[Point labeling examples]
[Start]
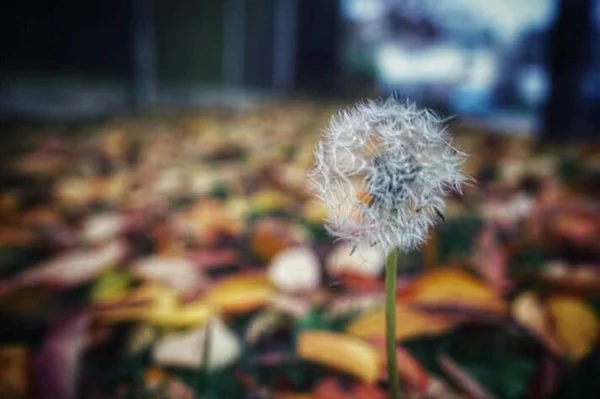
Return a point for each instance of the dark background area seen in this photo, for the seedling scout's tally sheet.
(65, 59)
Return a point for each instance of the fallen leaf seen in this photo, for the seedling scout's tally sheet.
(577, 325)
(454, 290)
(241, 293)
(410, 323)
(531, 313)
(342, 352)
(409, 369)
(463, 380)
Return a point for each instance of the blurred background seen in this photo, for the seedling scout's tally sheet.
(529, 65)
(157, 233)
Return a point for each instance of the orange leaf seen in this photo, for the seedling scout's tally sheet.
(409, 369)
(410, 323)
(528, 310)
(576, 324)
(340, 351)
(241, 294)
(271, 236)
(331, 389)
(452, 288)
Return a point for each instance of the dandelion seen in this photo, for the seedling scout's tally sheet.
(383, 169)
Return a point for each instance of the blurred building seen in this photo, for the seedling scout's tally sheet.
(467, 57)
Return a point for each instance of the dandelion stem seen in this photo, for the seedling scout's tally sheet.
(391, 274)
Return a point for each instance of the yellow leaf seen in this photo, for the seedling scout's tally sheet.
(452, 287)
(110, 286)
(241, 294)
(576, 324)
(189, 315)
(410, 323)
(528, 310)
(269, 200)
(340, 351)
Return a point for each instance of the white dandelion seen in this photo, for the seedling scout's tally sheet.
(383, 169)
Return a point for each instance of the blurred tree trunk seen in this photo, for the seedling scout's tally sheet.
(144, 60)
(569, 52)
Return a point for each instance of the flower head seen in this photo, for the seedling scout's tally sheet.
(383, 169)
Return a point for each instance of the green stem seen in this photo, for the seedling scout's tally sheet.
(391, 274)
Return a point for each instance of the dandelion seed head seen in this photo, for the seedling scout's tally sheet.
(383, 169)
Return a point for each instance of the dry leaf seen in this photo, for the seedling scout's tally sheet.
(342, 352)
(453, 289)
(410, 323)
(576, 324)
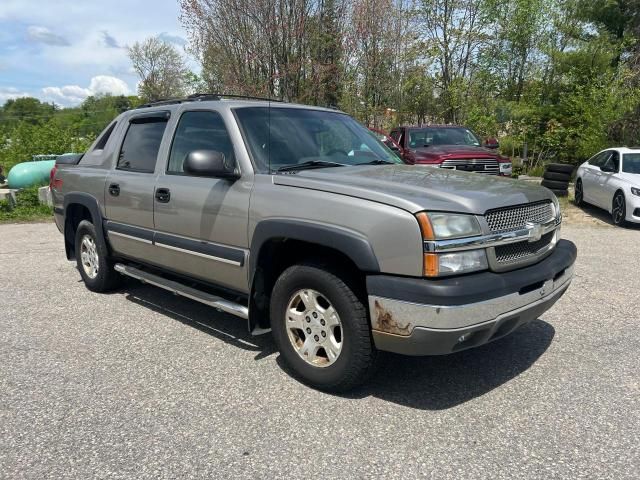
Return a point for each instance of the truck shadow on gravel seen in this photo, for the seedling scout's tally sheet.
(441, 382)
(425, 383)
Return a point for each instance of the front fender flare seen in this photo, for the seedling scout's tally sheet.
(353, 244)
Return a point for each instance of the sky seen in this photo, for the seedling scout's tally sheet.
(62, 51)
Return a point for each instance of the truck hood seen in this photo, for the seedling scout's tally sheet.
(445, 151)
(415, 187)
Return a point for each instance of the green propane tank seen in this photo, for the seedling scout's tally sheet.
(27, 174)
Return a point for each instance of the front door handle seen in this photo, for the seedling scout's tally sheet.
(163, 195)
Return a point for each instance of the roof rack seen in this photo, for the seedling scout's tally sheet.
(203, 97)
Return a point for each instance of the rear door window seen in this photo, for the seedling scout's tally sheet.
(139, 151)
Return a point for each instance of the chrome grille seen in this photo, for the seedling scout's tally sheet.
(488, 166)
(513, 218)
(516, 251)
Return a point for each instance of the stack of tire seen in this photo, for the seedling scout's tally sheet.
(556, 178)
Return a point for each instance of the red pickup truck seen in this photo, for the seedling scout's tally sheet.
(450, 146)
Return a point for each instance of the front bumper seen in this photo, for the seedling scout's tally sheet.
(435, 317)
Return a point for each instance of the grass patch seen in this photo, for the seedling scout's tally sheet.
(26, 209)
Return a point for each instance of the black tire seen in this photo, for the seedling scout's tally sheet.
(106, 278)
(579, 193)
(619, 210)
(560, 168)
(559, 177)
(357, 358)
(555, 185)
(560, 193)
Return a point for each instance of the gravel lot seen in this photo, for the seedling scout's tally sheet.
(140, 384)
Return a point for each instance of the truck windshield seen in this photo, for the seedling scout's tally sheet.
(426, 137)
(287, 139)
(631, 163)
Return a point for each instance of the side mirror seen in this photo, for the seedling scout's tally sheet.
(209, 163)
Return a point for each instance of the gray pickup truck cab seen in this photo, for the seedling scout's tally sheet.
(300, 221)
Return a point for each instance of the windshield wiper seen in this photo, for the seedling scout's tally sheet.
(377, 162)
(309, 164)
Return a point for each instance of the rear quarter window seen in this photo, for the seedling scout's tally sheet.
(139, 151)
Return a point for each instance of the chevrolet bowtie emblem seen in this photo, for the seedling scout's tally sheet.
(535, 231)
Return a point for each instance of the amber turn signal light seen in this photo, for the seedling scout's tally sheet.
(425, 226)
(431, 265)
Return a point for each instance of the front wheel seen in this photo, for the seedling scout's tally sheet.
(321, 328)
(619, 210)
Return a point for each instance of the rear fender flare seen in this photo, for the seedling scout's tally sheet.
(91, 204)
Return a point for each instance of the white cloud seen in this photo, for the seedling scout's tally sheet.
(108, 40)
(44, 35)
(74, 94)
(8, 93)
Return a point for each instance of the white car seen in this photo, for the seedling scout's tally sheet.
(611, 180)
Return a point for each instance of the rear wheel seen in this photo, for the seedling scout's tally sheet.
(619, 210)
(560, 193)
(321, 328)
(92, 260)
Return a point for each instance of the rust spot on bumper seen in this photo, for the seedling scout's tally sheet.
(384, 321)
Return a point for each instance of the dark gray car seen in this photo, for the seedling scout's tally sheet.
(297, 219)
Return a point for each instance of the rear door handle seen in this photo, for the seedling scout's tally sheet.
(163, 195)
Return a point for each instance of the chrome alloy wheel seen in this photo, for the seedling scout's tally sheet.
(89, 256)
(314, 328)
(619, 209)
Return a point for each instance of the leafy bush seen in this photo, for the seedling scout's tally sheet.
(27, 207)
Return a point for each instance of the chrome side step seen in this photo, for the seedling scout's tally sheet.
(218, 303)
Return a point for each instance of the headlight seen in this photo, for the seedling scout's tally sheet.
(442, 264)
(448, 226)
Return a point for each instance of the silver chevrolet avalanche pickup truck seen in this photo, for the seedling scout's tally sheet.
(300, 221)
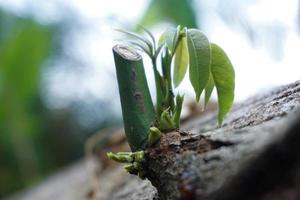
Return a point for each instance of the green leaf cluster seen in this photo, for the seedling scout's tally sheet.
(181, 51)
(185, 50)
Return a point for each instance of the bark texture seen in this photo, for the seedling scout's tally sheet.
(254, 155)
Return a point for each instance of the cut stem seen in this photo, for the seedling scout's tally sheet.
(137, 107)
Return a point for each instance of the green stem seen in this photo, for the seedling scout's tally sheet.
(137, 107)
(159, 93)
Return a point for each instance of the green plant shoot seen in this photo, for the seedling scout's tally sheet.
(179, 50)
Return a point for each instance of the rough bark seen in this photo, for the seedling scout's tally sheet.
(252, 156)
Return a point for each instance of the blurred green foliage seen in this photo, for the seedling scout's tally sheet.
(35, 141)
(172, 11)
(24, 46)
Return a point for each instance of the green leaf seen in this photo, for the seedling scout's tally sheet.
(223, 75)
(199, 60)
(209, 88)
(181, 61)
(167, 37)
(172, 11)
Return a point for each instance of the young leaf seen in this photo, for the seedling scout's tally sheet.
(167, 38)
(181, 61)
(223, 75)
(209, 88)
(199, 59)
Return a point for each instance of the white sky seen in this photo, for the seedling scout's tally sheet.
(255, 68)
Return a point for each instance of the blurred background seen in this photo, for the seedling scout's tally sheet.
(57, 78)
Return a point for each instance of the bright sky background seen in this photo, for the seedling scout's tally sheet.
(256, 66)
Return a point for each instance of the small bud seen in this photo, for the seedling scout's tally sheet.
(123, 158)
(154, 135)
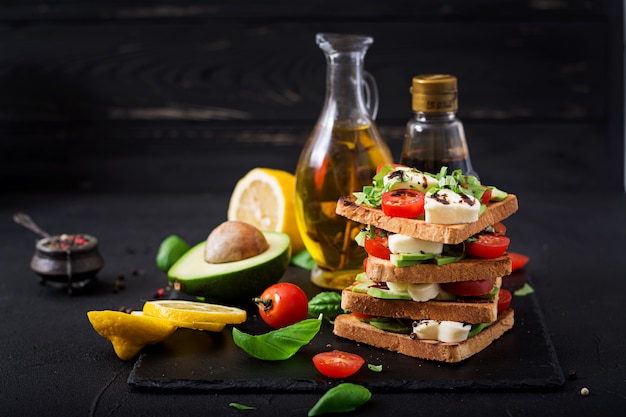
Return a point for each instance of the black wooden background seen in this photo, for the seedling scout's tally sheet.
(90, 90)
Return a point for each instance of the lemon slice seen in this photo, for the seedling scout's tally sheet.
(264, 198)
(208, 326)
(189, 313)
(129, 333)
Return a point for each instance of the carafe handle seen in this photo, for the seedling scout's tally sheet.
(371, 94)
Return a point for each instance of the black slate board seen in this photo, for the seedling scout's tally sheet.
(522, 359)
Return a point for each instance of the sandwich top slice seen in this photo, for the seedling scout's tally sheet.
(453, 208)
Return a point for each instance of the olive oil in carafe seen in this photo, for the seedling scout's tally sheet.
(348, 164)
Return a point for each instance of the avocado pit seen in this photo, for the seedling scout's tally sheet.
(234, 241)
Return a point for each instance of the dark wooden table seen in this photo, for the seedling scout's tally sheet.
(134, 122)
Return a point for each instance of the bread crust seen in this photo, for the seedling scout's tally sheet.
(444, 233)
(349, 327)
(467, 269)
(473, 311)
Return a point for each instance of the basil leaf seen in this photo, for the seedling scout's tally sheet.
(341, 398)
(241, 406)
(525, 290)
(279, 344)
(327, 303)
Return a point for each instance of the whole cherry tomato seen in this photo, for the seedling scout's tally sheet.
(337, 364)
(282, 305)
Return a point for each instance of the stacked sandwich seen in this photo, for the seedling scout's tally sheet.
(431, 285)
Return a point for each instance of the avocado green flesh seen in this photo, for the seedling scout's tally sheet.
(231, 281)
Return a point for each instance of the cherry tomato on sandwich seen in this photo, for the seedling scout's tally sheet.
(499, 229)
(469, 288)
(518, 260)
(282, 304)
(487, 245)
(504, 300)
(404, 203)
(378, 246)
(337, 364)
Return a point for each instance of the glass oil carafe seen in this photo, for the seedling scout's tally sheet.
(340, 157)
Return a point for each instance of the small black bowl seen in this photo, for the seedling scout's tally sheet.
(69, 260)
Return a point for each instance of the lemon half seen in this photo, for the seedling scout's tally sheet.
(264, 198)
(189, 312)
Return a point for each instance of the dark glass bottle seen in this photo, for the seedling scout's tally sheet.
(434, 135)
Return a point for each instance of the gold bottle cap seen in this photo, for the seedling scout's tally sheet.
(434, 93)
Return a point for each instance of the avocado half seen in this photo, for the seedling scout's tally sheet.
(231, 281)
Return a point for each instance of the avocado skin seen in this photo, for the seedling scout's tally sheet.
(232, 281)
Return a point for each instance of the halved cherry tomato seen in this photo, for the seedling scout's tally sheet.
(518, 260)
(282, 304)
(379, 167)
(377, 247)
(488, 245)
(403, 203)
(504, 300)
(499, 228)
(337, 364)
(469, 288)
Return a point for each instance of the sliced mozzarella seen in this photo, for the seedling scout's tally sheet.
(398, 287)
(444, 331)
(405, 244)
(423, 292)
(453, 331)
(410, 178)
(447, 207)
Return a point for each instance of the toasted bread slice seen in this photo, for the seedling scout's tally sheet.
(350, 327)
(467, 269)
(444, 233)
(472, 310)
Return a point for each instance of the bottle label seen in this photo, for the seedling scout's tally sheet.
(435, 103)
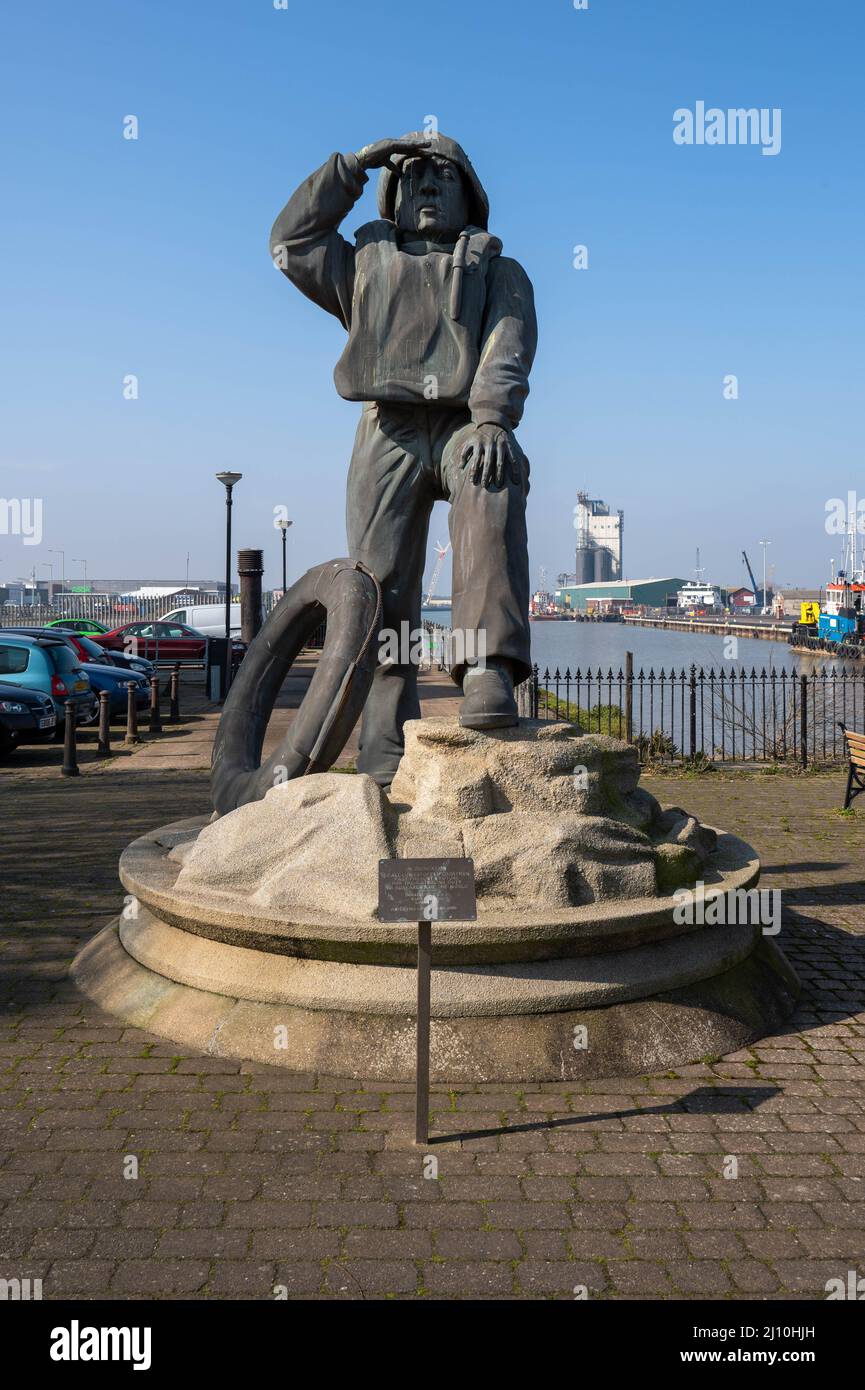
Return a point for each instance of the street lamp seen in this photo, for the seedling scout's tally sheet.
[End]
▶ **Required task**: Emit an exact copy of the lines from the line bearing "Return a point for each instance of the avocado half" through the last line above, inclusive, and leave the images out.

▶ **Response for this exercise**:
Return a point for each instance of the avocado half seen in this photo, for the seedling scout's tally sheet.
(231, 281)
Return a point for each instance of the avocado skin seen in this photo, for the seedling scout's tally sheet.
(232, 281)
Return a point for each instance of the halved cherry tomato seen in this photo, for the seedling scout's tally sheet.
(518, 260)
(282, 304)
(379, 167)
(377, 247)
(488, 245)
(403, 203)
(504, 300)
(499, 228)
(337, 364)
(469, 288)
Return a point for each instance of the sliced mozzarella seen in this photo, for the seedling scout's tally sheet.
(398, 287)
(444, 331)
(405, 244)
(423, 292)
(453, 331)
(410, 178)
(447, 207)
Return a point for each instance of the toasted bread slice seen in this photo, for the seedling scout's tally sheet.
(350, 327)
(467, 269)
(444, 233)
(472, 310)
Return a point for each instance of the bottle label seen in this photo, for the seedling scout's tally sheet.
(435, 103)
Return a point for each instance of the street lamp seen in this photo, for the seedling scout's tally sheet.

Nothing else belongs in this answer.